(TASK DETAILS):
In the biography of Pete Rustan, how many images did the Clementine spacecraft obtain of the moon's surface?

Dr. Pete Rustan is director, Mission Support Directorate, of the National Reconnaissance Office. Previously, he served as the NRO director, Ground Enterprise Directorate, and director, Advanced Systems and Technology, for over five years.
Rustan served a 26-year career in the Air Force, where he managed several spacecraft programs that used advanced technologies and implemented a shorter time-to-market philosophy. He was the mission manager for the Clementine spacecraft, which mapped the surface of the moon and obtained more than 1.8 million images using 11 spectral bands. The construction and testing of the Clementine mission took over 22 months from concept to launch and cost only $80 million. The Clementine mission demonstrated for the first time that a fairly sophisticated spacecraft with cameras could be built on a shortened schedule. Of scientific note, Clementine's radar returns suggested the presence of ice at the moon's South Pole.
Rustan has published more than 40 scientific papers in the open literature in spacecraft design, digital signal processing, control system design, biomedical engineering, lightning physics and streamlined program management. He is a dedicated advocate for intelligence community integration, rapid prototyping and selecting the best value proposition to address intelligence needs.

(INFORMATION SUPPLIED):
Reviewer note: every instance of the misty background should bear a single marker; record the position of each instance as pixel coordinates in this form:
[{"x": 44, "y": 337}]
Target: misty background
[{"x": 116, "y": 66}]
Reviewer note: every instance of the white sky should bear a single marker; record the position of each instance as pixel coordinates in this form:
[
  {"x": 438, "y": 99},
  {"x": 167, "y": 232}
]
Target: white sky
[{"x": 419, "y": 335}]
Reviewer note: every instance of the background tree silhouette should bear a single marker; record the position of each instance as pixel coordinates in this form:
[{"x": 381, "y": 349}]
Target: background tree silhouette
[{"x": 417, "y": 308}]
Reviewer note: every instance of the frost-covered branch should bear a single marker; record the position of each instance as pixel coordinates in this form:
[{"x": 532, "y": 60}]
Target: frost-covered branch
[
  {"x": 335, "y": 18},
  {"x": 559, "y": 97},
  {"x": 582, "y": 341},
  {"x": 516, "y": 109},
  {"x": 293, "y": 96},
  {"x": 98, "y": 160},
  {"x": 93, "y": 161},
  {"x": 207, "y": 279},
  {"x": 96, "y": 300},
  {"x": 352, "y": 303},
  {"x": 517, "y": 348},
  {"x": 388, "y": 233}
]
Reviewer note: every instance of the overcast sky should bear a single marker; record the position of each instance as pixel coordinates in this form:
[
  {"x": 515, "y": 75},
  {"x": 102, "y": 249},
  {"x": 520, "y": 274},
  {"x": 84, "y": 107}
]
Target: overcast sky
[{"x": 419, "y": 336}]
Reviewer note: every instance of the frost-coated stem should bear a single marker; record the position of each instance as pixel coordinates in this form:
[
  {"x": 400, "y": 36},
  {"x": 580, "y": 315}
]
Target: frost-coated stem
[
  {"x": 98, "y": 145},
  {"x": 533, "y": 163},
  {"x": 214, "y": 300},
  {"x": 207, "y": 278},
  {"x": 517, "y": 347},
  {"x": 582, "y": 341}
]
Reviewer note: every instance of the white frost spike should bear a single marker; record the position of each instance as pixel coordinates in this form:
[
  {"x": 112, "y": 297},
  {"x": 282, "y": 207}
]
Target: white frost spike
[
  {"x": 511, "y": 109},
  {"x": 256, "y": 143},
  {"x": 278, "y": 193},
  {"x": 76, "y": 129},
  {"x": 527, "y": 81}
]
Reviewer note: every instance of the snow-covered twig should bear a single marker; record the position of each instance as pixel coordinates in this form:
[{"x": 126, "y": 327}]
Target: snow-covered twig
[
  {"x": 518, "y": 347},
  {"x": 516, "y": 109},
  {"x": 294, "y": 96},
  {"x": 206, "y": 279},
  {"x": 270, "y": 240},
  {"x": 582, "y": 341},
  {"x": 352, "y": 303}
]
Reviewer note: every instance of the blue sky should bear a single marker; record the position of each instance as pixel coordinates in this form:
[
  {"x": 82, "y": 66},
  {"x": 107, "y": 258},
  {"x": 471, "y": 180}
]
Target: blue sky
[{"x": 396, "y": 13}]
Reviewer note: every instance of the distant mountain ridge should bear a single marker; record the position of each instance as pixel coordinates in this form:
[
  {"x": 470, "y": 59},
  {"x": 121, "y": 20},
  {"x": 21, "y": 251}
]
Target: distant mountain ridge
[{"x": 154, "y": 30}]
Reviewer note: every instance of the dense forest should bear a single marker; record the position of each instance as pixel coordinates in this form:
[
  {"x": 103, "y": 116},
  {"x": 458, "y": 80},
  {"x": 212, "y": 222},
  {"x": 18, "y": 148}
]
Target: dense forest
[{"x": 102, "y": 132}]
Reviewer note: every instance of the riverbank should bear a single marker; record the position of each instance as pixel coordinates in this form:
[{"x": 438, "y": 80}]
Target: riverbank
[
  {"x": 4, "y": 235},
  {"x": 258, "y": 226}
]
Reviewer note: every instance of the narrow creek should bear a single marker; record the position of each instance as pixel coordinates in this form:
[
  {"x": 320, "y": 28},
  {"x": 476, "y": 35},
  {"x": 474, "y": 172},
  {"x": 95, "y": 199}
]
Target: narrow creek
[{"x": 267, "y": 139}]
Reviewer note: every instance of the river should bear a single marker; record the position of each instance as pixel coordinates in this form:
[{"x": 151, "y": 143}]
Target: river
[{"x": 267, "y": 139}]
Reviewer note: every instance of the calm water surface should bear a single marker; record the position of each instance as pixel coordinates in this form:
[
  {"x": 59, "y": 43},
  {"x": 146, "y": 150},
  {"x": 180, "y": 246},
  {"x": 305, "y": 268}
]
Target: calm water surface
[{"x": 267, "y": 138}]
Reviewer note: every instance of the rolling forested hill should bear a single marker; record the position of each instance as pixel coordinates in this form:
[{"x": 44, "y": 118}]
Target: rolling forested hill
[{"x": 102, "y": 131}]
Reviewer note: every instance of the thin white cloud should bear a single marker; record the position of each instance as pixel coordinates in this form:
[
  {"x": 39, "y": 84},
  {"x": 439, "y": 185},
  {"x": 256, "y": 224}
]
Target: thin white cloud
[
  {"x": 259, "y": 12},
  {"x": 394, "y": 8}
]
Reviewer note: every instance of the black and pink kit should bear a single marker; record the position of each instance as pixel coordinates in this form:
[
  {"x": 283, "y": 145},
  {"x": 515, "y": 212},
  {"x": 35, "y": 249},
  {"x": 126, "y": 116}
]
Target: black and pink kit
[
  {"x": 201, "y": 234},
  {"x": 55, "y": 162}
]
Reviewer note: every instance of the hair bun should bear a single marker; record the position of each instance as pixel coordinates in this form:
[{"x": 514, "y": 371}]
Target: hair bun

(REPLY):
More than 1.8 million images.